**IHRE AUFGABE**: Setzen Sie den unten abgedruckten Text über das Festival Musikdorf Ernen im Anschluss an seinen letzten Satz fort.

Ein Orchester beim Spiel am Musikfestival in Ernen.

Musikdorf Ernen

Das Festival Musikdorf Ernen ist in den letzten 40 Jahren zu einem Treffpunkt von Künstlern und Musikliebhabern aus aller Welt geworden. Während sechs Wochen finden jeweils musikalische und literarische Veranstaltungen wie die Barockwoche unter der künstlerischen Leitung von Ada Pesch oder das Schreibseminar von Donna Leon statt.

Begonnen hat alles 1972 mit einem Besuch des renommierten ungarischen Pianisten György Sebök im kleinen Walliser Bergdorf Ernen. Sebök fühlte sich wohl im Goms, wo niemand einen grossen Rummel um seine Person machte. Und so wählte er Ernen als Durchführungsort für seine jährlichen Meisterkurse. 1974 begann Sebök mit der Nachwuchs-förderung durch Kurse in Klavier und Kammermusik, begleitet von drei öffentlichen Konzerten. „Es begann alles sehr handgestrickt“, sagt Francesco Walter, der Intendant des Festival Musikdorf Ernen. „Der erste Meisterkurs hatte elf Teilnehmer und war ein finanzielles Fiasko. Aber schon beim zweiten Mal kamen 40 Musiker und Musikerinnen. Die Anziehungskraft Seböks war unglaublich.“ Um die Musik einem breiteren Publikum zugänglich zu machen, wurde 1987 die Anzahl Konzerte auf acht erweitert. „Sebök wollte durch das Festival sowohl die Zukunft der Klassik, als auch die der jungen Musiker mitgestalten“, so Walter.

**BEREITGESTELLTE DATEN**:

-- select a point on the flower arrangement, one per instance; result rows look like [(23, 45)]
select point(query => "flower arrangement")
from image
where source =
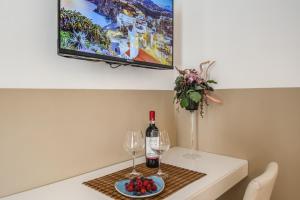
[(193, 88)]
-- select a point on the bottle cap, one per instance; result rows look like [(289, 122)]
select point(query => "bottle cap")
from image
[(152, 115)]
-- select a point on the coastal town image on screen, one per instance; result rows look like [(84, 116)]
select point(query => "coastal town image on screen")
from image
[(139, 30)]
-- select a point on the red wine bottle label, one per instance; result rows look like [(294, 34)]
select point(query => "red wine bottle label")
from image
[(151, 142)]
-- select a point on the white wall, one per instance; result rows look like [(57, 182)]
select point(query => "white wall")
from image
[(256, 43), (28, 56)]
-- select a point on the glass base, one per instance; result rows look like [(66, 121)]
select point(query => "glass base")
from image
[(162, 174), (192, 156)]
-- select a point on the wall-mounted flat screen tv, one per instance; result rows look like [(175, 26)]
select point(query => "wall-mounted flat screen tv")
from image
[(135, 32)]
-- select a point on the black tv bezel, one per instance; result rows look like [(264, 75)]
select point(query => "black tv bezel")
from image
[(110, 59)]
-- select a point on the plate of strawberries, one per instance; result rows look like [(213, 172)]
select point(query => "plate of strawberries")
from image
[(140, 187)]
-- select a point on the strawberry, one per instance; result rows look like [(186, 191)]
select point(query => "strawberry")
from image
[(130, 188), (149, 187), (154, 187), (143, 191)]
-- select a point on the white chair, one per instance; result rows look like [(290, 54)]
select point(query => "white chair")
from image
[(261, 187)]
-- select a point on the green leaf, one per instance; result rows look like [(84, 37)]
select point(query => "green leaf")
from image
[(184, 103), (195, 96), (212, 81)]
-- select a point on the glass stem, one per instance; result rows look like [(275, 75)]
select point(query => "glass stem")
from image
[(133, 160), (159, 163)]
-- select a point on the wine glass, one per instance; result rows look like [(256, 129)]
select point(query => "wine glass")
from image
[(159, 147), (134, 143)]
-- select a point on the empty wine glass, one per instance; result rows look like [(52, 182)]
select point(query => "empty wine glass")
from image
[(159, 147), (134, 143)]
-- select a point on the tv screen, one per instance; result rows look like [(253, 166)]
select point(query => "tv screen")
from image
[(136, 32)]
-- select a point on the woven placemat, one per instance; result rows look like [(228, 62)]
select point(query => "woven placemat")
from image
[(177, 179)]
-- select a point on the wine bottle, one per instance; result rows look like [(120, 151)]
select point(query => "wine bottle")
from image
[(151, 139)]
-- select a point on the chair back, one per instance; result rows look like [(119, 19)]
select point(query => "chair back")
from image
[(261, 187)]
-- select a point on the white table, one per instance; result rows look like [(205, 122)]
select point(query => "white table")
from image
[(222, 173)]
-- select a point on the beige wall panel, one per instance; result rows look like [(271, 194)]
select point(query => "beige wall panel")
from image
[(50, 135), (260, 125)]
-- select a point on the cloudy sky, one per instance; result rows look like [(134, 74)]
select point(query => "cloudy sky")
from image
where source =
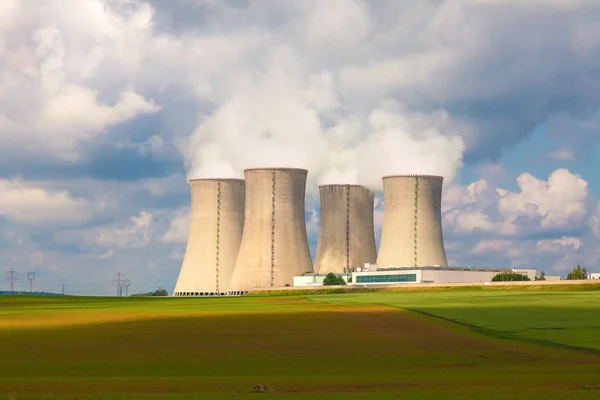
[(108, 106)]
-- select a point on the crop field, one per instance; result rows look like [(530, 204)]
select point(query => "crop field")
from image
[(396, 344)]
---
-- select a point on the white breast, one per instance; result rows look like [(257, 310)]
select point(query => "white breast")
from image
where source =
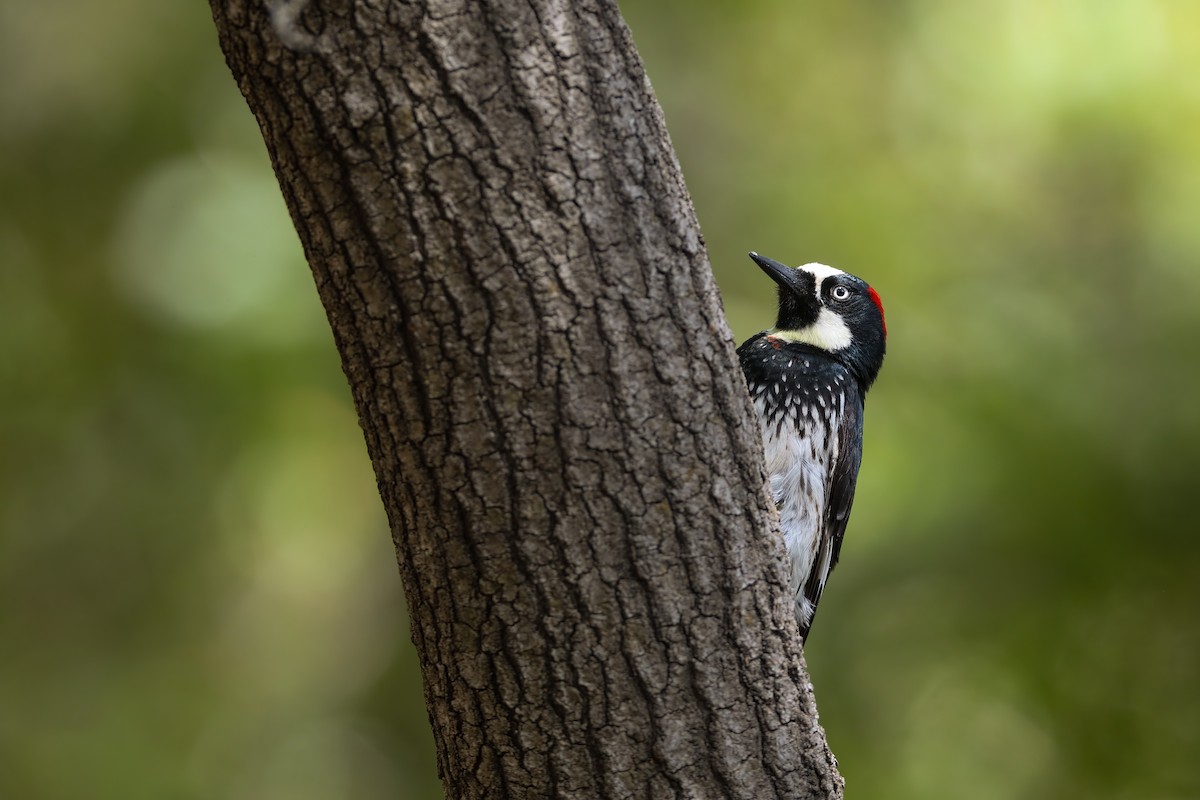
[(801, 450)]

**ERGEBNIS DER AUFGABE**:
Das Projekt in Kürze

  • Gewinner 2013
  • Musikfestival
  • 70 Künstlerinnen und Künstler
  • Ernen/VS

Einzigartiger Werkstattcharakter

Als Sebök 1999 unerwartet starb, fielen die Erner aus allen Wolken. Sebök hatte die Meisterkurse auf eigene Rechnung durchgeführt und über sein grosses Netzwerk viele Musiker nach Ernen geholt. „Wir hatten bei weitem nicht die Mittel, um die Gagen grosser Künstler zu bezahlen“, erklärt Francesco Walter. „Aber Sebök hatte einen Samen in Ernen gepflanzt. Das ganze Dorf half dabei, das Festival Musikdorf Ernen am Leben zu erhalten.“ Die Erner beschlossen, das Festival auszuweiten und zu professionalisieren. 2004 wurde die Dauer von zwei auf vier Wochen verlängert und eine 50 Prozent Stelle für die Intendanz geschaffen. Dass das Festival Musikdorf Ernen trotz Seböks Fehlen zum Erfolg wurde, liegt auch am besonderen Charme des Festivals, das vom Austausch zwischen Künstlern und Publikum lebt. „Der Werkstattcharakter des Festival Musikdorf Ernen ist einzigartig. Wir Künstler können unserer Kreativität freien Lauf lassen und haben die Gelegenheit, mit Kollegen und Publikum zu fachsimpeln“, schwärmt Ada Pesch, die künstlerische Leiterin der Barockwochen.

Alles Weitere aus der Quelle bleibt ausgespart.